### [Requirement]
Restate the entries word for word, omitting nothing.

### [Working data]
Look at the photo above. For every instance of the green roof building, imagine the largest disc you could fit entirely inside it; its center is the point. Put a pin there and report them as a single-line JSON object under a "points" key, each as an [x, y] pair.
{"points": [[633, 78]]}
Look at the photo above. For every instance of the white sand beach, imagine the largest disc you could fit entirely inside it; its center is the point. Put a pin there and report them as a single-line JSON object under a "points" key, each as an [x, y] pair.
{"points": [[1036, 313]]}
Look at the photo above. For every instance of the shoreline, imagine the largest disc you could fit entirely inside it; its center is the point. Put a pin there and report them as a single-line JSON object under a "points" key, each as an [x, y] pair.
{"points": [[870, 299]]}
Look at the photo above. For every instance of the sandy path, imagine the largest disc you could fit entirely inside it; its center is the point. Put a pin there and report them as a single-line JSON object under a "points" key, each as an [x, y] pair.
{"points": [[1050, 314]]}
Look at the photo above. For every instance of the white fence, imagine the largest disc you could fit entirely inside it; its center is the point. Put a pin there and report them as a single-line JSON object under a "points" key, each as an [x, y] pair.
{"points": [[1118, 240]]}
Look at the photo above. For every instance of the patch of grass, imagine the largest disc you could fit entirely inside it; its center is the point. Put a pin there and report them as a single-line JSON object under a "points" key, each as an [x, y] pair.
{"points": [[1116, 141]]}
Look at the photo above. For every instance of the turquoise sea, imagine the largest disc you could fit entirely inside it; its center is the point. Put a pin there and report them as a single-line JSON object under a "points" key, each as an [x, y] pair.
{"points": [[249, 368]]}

### [Expected output]
Look at the photo above. For every instance of the green roof building, imagine the largest disc you could fit entirely inside it; its center is the point. Put a pin there and report them as a single-line JSON object under a "points" key, each as an [x, y] pair.
{"points": [[633, 78]]}
Look at the photo above. For every instance of the white sand beach, imagine the largest disc you could fit entirely inside it; its center is the point. Put a pin there and report them as a single-line JSON object under a "points" key, each as an [x, y] pair.
{"points": [[1036, 313]]}
Look at the photo above. For every instance of the shoreline, imagine the largest disc you could fit entirely inside it; its center is the point. Put a pin there and report them as a single-line JSON object under a "points" key, each as an [x, y] pair.
{"points": [[870, 299]]}
Look at the photo above. For every instance of the sandy path, imagine the largest disc you could fit entirely inside it; its center is the point. Put a pin there and report them as a single-line JSON object under a "points" key, each as an [x, y] pair.
{"points": [[1050, 314]]}
Look at the photo above. For every instance of the white fence, imagine the largest disc you could fit entirely inside it; its center is the point. Put a pin there and report them as a single-line JSON object under a "points" key, each as an [x, y] pair.
{"points": [[1118, 240]]}
Look at the photo above. For every instance of the patch of grass, imagine the largest disc you could fit entirely inside it; its center is the point. Put a pin there and report them as a single-line JSON object under a "points" key, each as an [x, y] pair.
{"points": [[1116, 141]]}
Look at the photo above. For every instance of the turquoise sea, imagine the largest disc you could fit entirely inside it; its center is the point. Put a pin there and report them as a single-line JSON object under a "points" key, each as an [x, y] pair.
{"points": [[249, 368]]}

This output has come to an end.